» What this task involves: Switch each "top-left corner" in the material below to "upper-left corner", and write out the material again with nothing else changed.
[Information supplied start]
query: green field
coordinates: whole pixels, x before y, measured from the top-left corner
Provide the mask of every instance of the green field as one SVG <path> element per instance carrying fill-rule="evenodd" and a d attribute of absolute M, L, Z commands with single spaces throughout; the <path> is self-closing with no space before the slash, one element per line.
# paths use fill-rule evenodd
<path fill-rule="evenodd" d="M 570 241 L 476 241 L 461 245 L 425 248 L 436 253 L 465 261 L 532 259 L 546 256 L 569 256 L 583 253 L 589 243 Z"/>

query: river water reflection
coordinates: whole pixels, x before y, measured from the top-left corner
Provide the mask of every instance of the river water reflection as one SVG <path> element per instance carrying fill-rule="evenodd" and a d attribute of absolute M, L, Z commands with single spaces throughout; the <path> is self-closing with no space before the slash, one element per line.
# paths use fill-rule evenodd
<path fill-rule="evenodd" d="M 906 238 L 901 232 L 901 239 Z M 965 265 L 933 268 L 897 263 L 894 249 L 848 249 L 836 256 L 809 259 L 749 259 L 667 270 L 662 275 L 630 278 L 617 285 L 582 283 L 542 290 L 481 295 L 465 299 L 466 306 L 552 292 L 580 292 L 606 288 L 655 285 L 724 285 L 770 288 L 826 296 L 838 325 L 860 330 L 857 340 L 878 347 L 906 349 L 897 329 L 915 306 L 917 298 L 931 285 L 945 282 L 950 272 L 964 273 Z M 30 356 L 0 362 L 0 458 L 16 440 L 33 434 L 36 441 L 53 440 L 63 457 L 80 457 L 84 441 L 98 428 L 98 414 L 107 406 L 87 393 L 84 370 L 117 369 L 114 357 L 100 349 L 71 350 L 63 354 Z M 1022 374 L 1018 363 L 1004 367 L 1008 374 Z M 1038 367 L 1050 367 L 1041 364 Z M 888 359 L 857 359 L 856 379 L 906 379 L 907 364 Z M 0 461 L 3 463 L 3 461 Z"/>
[Information supplied end]
» Answer:
query: green field
coordinates: whole pixels, x before y, measured from the upper-left corner
Provide the mask of every instance of the green field as one SVG <path> element per instance carrying fill-rule="evenodd" and a d attribute of absolute M, L, Z commands with single spaces throughout; the <path> is self-closing with no space before the slash, one element per line.
# paths use fill-rule evenodd
<path fill-rule="evenodd" d="M 570 241 L 476 241 L 461 245 L 425 248 L 436 253 L 465 261 L 532 259 L 546 256 L 569 256 L 583 253 L 589 243 Z"/>

query: river water reflection
coordinates: whole pixels, x before y, measured from the upper-left corner
Provide the mask of every instance of the river water reflection as one SVG <path> element per instance carrying fill-rule="evenodd" and a d attribute of absolute M, L, Z commands with single spaces throughout; the <path> is self-closing with no space before the slash, one element per line.
# paths use fill-rule evenodd
<path fill-rule="evenodd" d="M 906 238 L 901 232 L 901 239 Z M 965 265 L 933 268 L 897 263 L 894 249 L 848 249 L 836 256 L 809 259 L 749 259 L 667 270 L 662 275 L 630 278 L 617 285 L 582 283 L 542 290 L 481 295 L 465 299 L 466 306 L 552 292 L 580 292 L 606 288 L 655 285 L 724 285 L 770 288 L 826 296 L 838 325 L 860 330 L 857 340 L 878 347 L 906 349 L 897 329 L 915 306 L 917 298 L 931 285 L 945 282 L 950 272 L 964 273 Z M 30 356 L 0 362 L 0 458 L 16 440 L 33 434 L 36 441 L 53 440 L 63 457 L 80 457 L 84 441 L 98 428 L 98 414 L 107 406 L 87 393 L 84 370 L 117 369 L 114 357 L 100 349 L 71 350 L 63 354 Z M 1022 374 L 1018 363 L 1004 367 L 1008 374 Z M 1038 367 L 1050 367 L 1041 364 Z M 888 359 L 857 359 L 856 379 L 906 379 L 907 364 Z M 0 461 L 3 463 L 3 461 Z"/>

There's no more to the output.